=== Direction ===
Repeat the post on data backup between "Here is my video" and "hands-on time with.", inclusive, and swap "footage" for "recordings".

Categories
Content Creator Data & Computers Editing And Software Linux

Data backup is the big cost of photo and video work…

I’m down to around 800GB on my two main 10 TB external hard drives besides all of the other miscellaneous drives I’ve collected over the years. That’s a combination of photos and video projects I’ve saved over the years. For the two large drives, I mirror the data by hand. It’s fine, but I want to improve the situation.

Here is my video on the subject.

The video projects are taking up the majority of the space. Even when I record mostly in 1080p, it still adds up fast. A single project can range from 15 to 50 gigabytes.

Why save most of the footage and photos?

  • I often reference past work. There are many videos where I pull a clip of some camera I owned at one point or something I had hands-on time with.
  • I can even go back and reference the footage to see some feature of a piece of gear I looked at in a hands-on video. My YouTube channel isn’t huge, but I get a fair amount of questions through comments and Instagram/twitter messages.
  • Sometimes I might upload videos to Amazon Prime Video Direct, which requires a specific format or adjustment, so I can’t use the original render. There is also the possibility of a new service showing up that’s worthwhile to upload to.
  • In the process of uploading to a new platform, I sometimes revise videos. So the content can be improved over time.

Pointing records

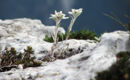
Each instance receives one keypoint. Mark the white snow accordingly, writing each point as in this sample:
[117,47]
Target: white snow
[96,57]
[20,33]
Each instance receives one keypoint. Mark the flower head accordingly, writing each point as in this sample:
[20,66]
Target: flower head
[58,16]
[75,12]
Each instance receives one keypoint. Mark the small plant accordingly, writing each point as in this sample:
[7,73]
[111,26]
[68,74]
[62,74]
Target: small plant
[74,35]
[119,71]
[57,17]
[12,57]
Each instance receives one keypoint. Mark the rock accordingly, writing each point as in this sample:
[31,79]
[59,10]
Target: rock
[95,57]
[20,33]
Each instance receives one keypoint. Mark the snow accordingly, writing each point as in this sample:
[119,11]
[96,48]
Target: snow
[20,33]
[96,57]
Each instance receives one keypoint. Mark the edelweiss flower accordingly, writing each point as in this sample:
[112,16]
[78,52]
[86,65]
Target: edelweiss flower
[75,12]
[58,16]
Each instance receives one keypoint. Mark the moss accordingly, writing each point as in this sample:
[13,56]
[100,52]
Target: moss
[12,57]
[82,34]
[119,71]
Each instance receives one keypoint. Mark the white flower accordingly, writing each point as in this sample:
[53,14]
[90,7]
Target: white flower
[58,16]
[75,12]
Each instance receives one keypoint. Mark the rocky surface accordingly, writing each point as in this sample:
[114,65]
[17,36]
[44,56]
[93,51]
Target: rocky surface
[20,33]
[95,57]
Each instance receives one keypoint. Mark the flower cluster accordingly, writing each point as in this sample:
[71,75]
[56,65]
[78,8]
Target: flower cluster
[75,12]
[58,16]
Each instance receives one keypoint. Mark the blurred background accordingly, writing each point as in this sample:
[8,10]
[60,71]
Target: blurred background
[92,18]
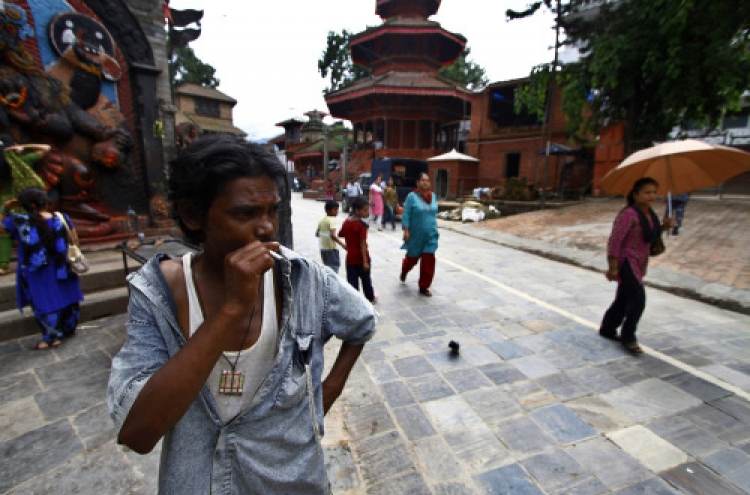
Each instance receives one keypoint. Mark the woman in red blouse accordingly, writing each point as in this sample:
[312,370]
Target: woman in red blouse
[634,230]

=== The reply ===
Here is my video on the subject.

The video projects are taking up the majority of the space. Even when I record mostly in 1080p, it still adds up fast. A single project can range from 15 to 50 gigabytes.

Why save most of the recordings and photos?

  • I often reference past work. There are many videos where I pull a clip of some camera I owned at one point or something I had hands-on time with.